---------- GIVEN TEXT

Three post-Brexit opportunities for procurement and supply chains

Three key areas where procurement and supply chain should look to invest in 2021 and has a good business case to do so...

The Brexit debate is over with the UK and EU finally agreeing on the trade and cooperation terms after Brexit. A lot has been mentioned about the negative impact of Brexit on the UK and EU business supply chains. However, I think it is an opportunity for businesses to review their supply chains and turn this change into a competitive advantage. In my opinion, the following are 3 key areas where procurement and supply chain should look to invest in 2021 and has a good business case to do so.

1. Sourcing capabilities

Most of the organisations I have worked with over the last several years go back to the same set of shortlisted suppliers and look to conduct negotiations and auctions to achieve short term goals. This could be working with the same pool of suppliers either in the UK or EU suppliers or in a particular global location, i.e. China. However, there have been significant changes over the last few years whether it’s in currency, new emerging supply markets, existing supply sources losing advantage, or even the overall cost of managing offshore supply chains vs. local changing dramatically. Brexit and Covid have further accelerated or exacerbated some of these changes. Having some dedicated resources now to understand market options and a full evaluation will really help understand organisations options they have and plan their future supply chains accordingly.

2. Strategic partnerships

With the unprecedented disruption in demand and supply over the last year, organisations have never more realised the need to have a different relationship with their suppliers. As the long-term changes from Brexit and Covid come into effect, organisations having close strategic partnerships with their suppliers will be the ones who will mitigate issues better or benefit from the opportunities. Strategic partnerships don’t have to be just long-term commitments but communication, transparency, and both parties working towards shared goals. Also, the key is to look at the criteria for selecting partners. While on a short-term basis, working with a supplier who can fulfil your immediate needs at the best price makes sense, unless you look at long term fit, you will never have true partnerships in place.

--------------------
---------- INFORMATION SHOWN

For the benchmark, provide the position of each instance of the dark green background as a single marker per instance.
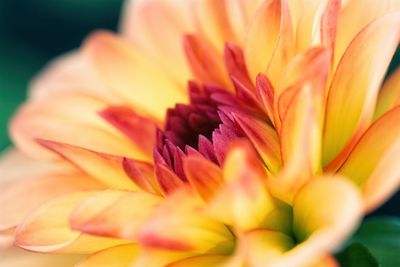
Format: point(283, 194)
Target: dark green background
point(34, 31)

--------------------

**WHAT TO DO**
1 - Update the stretch of the procurement article from "Three post-Brexit opportunities" through "to do so...", replacing "2021" with "2022".
2 - Please write the next part of the procurement article, starting right after its last sentence.
The data comes from a separate source.

**ANSWERS PROVIDED**
1 -
Three post-Brexit opportunities for procurement and supply chains

Three key areas where procurement and supply chain should look to invest in 2022 and has a good business case to do so...

2 -
3. Supplier assurance and development

With Brexit, there will be significant regulatory and standard changes over the years and suppliers will need support to transition to new standards and procedures. Also, to allow the sourcing team to find new sources and locations, they need appropriate support to be able to assure and develop new suppliers. Too many businesses, see the role of supplier assurance team as limited to assurance only and have an auditor mindset, however, the key is that they are working more as a development team and helping develop suppliers to contribute to the business.

The deal agreed is described as a narrow deal as it allows the UK to gradually move away from the EU sphere of influence if that’s really what the UK wants to pursue. While the current relationship with the EU is the starting position, full changes from this deal will only be visible over the next couple of years. Businesses who will be making the right investments in their supply chain and procurement capabilities will not only mitigate issues as the changes come into immediate effect but also find themselves in a better place vs their competitors.